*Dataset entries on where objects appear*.
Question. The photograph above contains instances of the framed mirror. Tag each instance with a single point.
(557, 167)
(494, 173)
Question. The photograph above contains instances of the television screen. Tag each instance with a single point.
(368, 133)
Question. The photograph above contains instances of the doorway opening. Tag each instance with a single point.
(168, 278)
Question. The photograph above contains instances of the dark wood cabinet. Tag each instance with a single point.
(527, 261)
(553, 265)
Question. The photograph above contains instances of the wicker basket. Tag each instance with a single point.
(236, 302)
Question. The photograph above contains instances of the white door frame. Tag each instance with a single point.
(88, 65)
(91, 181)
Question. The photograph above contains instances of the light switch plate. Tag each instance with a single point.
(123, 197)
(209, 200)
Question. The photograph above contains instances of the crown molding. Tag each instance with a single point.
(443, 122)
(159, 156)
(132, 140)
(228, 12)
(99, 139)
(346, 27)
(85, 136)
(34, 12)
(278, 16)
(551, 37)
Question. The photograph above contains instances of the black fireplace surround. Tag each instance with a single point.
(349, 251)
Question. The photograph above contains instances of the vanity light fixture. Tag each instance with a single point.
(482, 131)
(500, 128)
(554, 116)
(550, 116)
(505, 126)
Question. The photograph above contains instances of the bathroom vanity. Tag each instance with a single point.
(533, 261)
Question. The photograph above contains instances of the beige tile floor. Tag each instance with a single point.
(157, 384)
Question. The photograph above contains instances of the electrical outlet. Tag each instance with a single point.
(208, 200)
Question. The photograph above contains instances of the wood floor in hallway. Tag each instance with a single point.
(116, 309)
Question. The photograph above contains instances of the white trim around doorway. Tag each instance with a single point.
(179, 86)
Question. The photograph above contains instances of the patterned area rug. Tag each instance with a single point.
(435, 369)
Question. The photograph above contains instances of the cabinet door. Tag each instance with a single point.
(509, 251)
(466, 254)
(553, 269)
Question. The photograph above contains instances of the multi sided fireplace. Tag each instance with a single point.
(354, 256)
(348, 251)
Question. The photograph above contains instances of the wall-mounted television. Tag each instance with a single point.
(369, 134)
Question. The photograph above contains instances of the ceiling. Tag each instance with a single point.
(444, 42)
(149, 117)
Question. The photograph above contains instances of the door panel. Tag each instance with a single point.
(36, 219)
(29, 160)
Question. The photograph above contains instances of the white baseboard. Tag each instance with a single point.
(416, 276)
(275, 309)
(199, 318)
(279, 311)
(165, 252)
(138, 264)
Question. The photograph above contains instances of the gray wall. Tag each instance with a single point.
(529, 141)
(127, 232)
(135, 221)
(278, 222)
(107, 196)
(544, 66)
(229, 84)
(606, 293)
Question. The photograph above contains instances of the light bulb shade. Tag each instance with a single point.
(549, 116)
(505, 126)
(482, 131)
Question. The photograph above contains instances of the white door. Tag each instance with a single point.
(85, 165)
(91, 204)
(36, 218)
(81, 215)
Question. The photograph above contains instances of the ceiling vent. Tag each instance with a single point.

---

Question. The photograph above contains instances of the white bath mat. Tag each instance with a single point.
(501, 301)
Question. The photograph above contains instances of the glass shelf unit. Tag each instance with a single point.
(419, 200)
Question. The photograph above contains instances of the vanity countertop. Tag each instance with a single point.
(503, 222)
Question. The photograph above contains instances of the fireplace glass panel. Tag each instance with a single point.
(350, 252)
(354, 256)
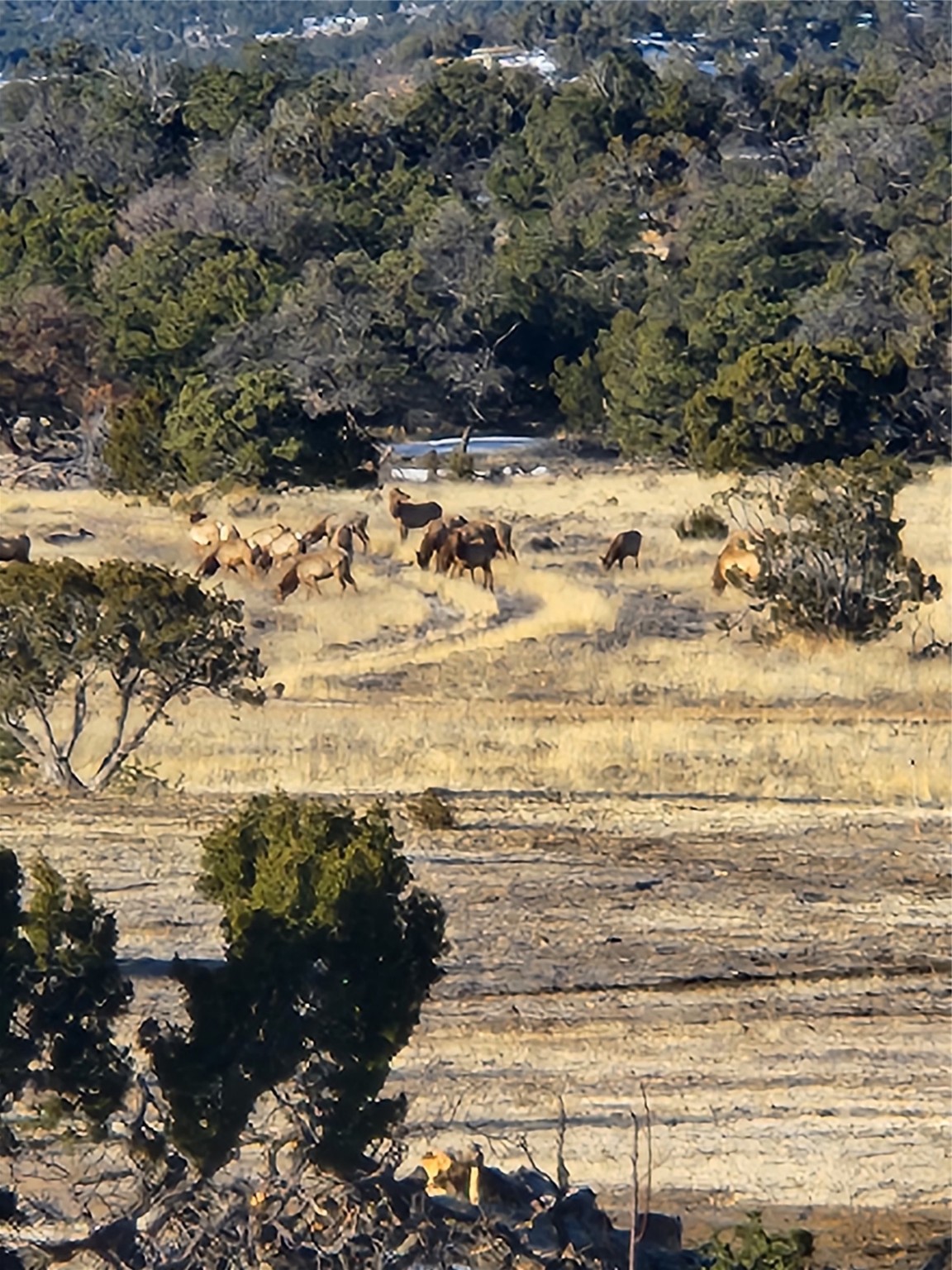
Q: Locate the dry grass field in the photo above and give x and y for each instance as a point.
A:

* * *

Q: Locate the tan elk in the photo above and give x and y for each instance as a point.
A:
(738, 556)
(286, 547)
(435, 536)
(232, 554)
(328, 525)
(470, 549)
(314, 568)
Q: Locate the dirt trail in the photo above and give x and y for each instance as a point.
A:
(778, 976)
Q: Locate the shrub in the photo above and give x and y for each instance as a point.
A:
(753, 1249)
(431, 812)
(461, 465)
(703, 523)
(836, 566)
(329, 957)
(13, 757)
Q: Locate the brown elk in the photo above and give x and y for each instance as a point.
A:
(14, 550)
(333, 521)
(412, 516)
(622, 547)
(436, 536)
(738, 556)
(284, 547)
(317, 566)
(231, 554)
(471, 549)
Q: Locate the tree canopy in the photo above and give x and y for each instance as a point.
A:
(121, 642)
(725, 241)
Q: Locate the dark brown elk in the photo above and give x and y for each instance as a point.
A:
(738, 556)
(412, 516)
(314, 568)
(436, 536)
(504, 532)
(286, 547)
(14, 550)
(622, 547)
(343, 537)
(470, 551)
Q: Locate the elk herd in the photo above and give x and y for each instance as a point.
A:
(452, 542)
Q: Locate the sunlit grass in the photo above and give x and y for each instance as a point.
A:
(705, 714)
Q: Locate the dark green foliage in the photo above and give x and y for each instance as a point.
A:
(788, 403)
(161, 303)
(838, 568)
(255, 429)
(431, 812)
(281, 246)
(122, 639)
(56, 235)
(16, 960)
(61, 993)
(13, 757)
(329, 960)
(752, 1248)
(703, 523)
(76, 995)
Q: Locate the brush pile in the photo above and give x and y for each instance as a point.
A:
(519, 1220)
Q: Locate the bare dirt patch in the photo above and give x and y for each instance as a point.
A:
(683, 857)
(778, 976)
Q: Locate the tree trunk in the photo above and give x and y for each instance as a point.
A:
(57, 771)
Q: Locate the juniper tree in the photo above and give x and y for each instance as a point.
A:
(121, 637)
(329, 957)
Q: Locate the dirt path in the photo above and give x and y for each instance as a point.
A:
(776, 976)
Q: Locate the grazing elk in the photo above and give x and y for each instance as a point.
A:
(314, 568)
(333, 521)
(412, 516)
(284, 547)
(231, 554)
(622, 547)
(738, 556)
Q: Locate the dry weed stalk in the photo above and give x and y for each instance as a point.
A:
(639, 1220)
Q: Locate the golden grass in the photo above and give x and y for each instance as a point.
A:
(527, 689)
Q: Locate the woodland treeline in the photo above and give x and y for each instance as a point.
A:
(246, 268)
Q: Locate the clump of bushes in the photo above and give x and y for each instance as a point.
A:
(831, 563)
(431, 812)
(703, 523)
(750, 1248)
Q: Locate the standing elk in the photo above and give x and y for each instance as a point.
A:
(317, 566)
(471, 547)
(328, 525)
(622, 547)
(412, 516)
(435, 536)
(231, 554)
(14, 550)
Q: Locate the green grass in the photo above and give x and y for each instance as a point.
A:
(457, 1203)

*WORK TO COMPLETE*. Reproduce verbatim the lines of the entries above, starting at the line that contains "ceiling. Tag each instance with a single point." and ending at the line that contains "vent. Tag each instance with a single point.", including both of those lines. Output only those lines.

*EXERCISE ANSWER*.
Question. The photograph above contains instances of the ceiling. Tag each instance with a single point.
(444, 42)
(149, 117)
Question. The photograph above contains instances of the door panel. Tag each instance with a single point.
(36, 219)
(29, 160)
Question. The photograph above contains instances of the white baseboard. Tag each instance with a single point.
(416, 276)
(275, 309)
(199, 318)
(279, 311)
(165, 252)
(138, 264)
Question. The photograph above contains instances of the gray wall. Tag each instance with a single point.
(529, 141)
(127, 232)
(135, 221)
(278, 222)
(107, 196)
(544, 66)
(229, 84)
(606, 293)
Question. The photograph above contains instances of the light bulb shade. Tag each instance with a single point.
(549, 116)
(505, 126)
(482, 131)
Question. The photograph above contains instances of the white door. Tag each instance with a single point.
(85, 165)
(91, 204)
(36, 218)
(81, 215)
Question. The photograph above contains instances of the ceiling vent. Tag each instance with a single point.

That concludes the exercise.